* _Passage provided_:
---------------
Monday, August 21, 2006

Shirts Vs. Skins – A Recipe For Humiliation

For as long as I can remember I’ve never been much of a sports fan. I may go to an occasional baseball or hockey game now and again, but other than that I don’t pay much attention to the sports world. My wife loves this fact because she isn’t forced to give up the television 53 times a week just because the game is on.
People often ask me why I’m so apathetic when it comes to sports but I don’t really know what to tell them. Normally I say something along the lines of simply finding sports boring, or griping about all the inflated egos, salaries and ticket prices. Of course, being hijacked to the tune of $30 for a hotdog and a beer doesn’t hurt my argument any either. I guess it just depends on whom I’m talking to. Of course, any reply I give has a tendency to cause the recipient to immediately begin treating me like some kind of primate with multiple heads. They usually say things like “What kind of weirdo doesn’t like sports?” Or “You must be some kind of three-headed monkey freak if you don’t like sports!” People used to ask me if I was a communist, but in this era of political correctness calling someone a three-headed monkey freak seems to be more tolerant.
---------------
* _What the exercise asks_:
Carry on the blog post about not being a sports fan, continuing from its final sentence. The data placed after this point comes from a separate, unrelated source.

* _Data below_:
---------------
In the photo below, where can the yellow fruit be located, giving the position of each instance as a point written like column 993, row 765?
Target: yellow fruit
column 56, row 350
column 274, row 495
---------------
* _Response to the task_:
I think the biggest reason I avoid the sports world comes from my early childhood influences. As a kid while all of my friends were getting their first baseball mitts, soccer balls and footballs, I was getting pocket microscopes and build-your-own crystal radio kits. Peewee Football and Little League were about as interesting to me as ballet lessons or eating spinach might be to your average 5-year old boy. I wanted to know how the world worked and nothing - including sports - was going to distract me. Then again, the fact that I’ve always been about as athletically inclined as a cinderblock may have also played a small part.
My general disinterest in sports was furthered a little later in life when in the 6th grade I was diagnosed with one of the worst cases of hereditary acne known to mankind. I believe the medical term is Chronic Bioderma Pizzafication. Some of the other kids had a few pimples here and there, but I could have been a poster child for the entire acne products industry. I’m not kidding - my skin was so bad it looked like I was wearing a shroud over my head & chest made out of an old pepperoni pizza. I was a shy kid to begin with, but nothing drove me inward more than my extensive bout with acne – and that brings me to how this affected my interest in sports.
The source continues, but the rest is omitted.